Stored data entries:
== == ==
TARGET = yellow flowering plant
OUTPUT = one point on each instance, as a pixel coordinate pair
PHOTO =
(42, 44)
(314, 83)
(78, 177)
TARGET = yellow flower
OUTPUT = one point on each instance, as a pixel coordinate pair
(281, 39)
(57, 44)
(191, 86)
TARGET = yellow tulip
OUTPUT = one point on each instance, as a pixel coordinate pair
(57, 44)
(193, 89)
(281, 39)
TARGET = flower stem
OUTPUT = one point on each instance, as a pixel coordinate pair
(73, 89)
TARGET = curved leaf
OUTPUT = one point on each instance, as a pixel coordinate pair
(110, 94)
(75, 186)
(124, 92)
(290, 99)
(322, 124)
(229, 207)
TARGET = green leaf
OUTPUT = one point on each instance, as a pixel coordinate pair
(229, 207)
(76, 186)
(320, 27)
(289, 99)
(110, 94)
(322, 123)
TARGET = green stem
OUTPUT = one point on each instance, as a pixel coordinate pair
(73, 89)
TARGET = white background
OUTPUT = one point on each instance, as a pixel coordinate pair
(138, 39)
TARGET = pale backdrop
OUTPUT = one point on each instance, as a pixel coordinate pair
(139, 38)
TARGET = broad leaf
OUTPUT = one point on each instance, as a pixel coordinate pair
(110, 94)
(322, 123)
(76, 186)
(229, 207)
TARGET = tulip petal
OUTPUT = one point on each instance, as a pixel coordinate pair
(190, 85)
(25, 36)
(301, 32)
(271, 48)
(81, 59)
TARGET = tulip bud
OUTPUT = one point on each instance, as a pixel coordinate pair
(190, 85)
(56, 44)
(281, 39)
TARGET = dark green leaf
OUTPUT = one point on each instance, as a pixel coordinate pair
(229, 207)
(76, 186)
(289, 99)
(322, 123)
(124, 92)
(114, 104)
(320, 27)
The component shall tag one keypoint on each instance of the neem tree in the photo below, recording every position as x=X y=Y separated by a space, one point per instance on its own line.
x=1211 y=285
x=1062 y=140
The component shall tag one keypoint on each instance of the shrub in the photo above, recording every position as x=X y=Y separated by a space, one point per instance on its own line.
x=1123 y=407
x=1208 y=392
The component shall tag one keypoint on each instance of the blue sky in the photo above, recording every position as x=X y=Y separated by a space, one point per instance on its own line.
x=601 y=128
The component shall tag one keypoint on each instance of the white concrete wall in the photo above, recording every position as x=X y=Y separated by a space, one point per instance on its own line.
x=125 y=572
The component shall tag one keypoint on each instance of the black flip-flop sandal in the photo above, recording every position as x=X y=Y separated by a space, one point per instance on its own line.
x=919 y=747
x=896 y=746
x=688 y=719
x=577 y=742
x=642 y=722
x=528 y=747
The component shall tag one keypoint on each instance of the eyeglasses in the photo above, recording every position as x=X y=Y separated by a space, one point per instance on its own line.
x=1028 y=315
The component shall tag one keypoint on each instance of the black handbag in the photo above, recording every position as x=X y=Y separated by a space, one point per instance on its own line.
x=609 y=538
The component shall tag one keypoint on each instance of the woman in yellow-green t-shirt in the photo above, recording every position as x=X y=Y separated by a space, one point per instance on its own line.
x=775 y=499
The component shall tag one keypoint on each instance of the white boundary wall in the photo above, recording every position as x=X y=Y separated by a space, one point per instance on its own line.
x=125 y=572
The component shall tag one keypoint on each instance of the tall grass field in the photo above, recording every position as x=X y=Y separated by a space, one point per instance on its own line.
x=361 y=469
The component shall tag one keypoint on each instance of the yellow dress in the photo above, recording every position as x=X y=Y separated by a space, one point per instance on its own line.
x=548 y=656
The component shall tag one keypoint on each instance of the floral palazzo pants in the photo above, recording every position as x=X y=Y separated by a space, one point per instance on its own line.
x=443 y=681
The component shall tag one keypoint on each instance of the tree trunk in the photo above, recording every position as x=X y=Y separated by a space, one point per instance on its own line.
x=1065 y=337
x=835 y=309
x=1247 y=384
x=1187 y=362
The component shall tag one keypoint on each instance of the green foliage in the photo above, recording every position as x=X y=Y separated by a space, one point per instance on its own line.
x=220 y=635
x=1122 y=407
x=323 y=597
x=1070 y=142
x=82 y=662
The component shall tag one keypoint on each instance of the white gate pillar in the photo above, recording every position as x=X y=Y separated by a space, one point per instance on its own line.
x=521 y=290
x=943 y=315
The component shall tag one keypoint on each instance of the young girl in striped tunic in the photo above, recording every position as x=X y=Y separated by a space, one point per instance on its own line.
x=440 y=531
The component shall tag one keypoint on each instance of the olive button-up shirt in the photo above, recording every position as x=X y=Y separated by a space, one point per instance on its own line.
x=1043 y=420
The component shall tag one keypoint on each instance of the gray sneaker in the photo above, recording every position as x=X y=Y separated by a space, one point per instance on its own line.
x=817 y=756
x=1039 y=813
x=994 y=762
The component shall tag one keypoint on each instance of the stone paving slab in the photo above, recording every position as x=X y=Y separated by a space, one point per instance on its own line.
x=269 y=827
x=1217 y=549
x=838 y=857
== == ==
Activity: Reproduce the records above exactly. Leave nothing out.

Response to this exercise:
TARGET = yellow flowering plant
OUTPUT = one point on each instance, as a pixel coordinate pair
PHOTO =
(42, 44)
(314, 83)
(78, 177)
TARGET = yellow flower
OUTPUT = one point on each instance, as a pixel coordinate pair
(281, 39)
(57, 44)
(191, 86)
TARGET = yellow tulip
OUTPUT = one point on each instance, as a pixel coordinate pair
(57, 44)
(193, 89)
(281, 39)
TARGET = flower stem
OUTPUT = one point on each instance, as a pixel coordinate pair
(73, 89)
TARGET = curved leaf
OUTPUT = one point on each instance, as a pixel coordinate pair
(110, 94)
(75, 186)
(124, 92)
(290, 99)
(322, 124)
(229, 207)
TARGET = green leaf
OUTPUT = one point on each instance, as a pixel coordinate pair
(229, 207)
(76, 186)
(320, 27)
(289, 99)
(110, 94)
(322, 123)
TARGET = green stem
OUTPUT = one point on each instance, as a pixel coordinate pair
(73, 89)
TARGET = white background
OUTPUT = one point on each instance, as a pixel coordinate pair
(138, 39)
TARGET = pale backdrop
OUTPUT = one point on each instance, as a pixel coordinate pair
(139, 38)
TARGET = broad leaf
OUTPUT = one point on each instance, as a pixel coordinate pair
(110, 94)
(322, 123)
(76, 186)
(229, 207)
TARGET = tulip petal
OUTPUT = one point on each instance, as a pixel coordinate pair
(190, 85)
(25, 36)
(301, 32)
(271, 48)
(81, 59)
TARGET = tulip bud
OUTPUT = one point on each instance, as a pixel coordinate pair
(190, 85)
(56, 44)
(281, 39)
TARGET = dark green leaf
OUTPUT = one point on each instance, as a pixel coordinate pair
(229, 207)
(76, 186)
(289, 99)
(322, 123)
(124, 92)
(114, 104)
(320, 27)
The component shall tag one keypoint on each instance of the neem tree in the photo below, recording every position as x=X y=Y separated by a space, one point per instance on its own line.
x=1211 y=285
x=1062 y=140
The component shall tag one keypoint on each instance of the shrub in the photo above, recording every position as x=X y=Y separated by a space, one point per instance on its own line.
x=1123 y=407
x=1208 y=392
The component shall tag one keypoint on each instance of the blue sky in the photo above, recording every position as x=X y=Y separated by a space, one point per instance on its own line.
x=601 y=128
The component shall tag one keypoint on each instance of the white concrete wall in the photo above, recording every position as x=X y=Y separated by a space, one point per instance on its own line.
x=125 y=572
The component shall tag one keypoint on each instance of the black flip-flop sandal in the photo above, recording every position as x=X y=Y separated by a space, one point per instance on its own line.
x=919 y=747
x=896 y=746
x=688 y=719
x=577 y=742
x=642 y=722
x=528 y=747
The component shall tag one keypoint on each instance of the eyeglasses in the photo above, recording every position as x=X y=Y separated by a space, one point per instance on its own line.
x=1028 y=315
The component shall tag one keypoint on each instance of the black handbag in the photo above, recording every position as x=X y=Y separated by a space, one point per instance on its own line.
x=609 y=538
The component shall tag one keypoint on each instance of the woman in yellow-green t-shirt in the photo above, recording every position as x=X y=Y separated by a space, one point per instance on its own line.
x=775 y=499
The component shall tag one keypoint on each instance of the white boundary wall in the photo above, recording every position as x=X y=Y separated by a space, one point per instance on its own line.
x=125 y=572
The component shall tag one keypoint on each instance of the tall grass field in the photo above, recording every position as x=X y=Y separated by a space, one point per instance on its own line.
x=361 y=469
The component shall tag one keypoint on each instance of the yellow dress in the photo above, recording every position as x=X y=Y separated by a space, one point per instance on its own line.
x=548 y=656
The component shall tag one keypoint on each instance of the floral palazzo pants in the photo above, recording every position as x=X y=Y separated by a space, one point per instance on its own line.
x=443 y=681
The component shall tag one keypoint on each instance of the tree trunk in the photo above, recording every position as x=X y=Y separated by a space, one point per instance on its own line.
x=1065 y=337
x=835 y=309
x=1247 y=384
x=1187 y=362
The component shall tag one keypoint on each instance of the green foliage in the photo above, recording every position as x=X y=Y separated by a space, one point per instance on its own line.
x=220 y=635
x=1122 y=407
x=323 y=597
x=1070 y=142
x=82 y=662
The component shall tag one keypoint on each instance of the white gate pillar in the photo above, recording every position as x=X y=Y separated by a space, one point per instance on its own line.
x=521 y=290
x=943 y=315
The component shall tag one keypoint on each instance of the young girl in striped tunic in the photo above, recording every position as x=X y=Y separated by a space, one point per instance on its own line.
x=440 y=531
The component shall tag one keypoint on each instance of the olive button-up shirt in the photo above, recording every position as x=X y=Y separated by a space, one point per instance on its own line.
x=1043 y=420
The component shall tag one keypoint on each instance of the gray sneaker in the photo above, recording every position as x=X y=Y separated by a space, one point per instance on its own line.
x=817 y=756
x=1039 y=813
x=994 y=762
The component shall tag one keypoint on each instance of the stone paving slab in the photo above, recording every position as x=X y=Y separated by a space, one point per instance on its own line.
x=269 y=827
x=1217 y=549
x=838 y=857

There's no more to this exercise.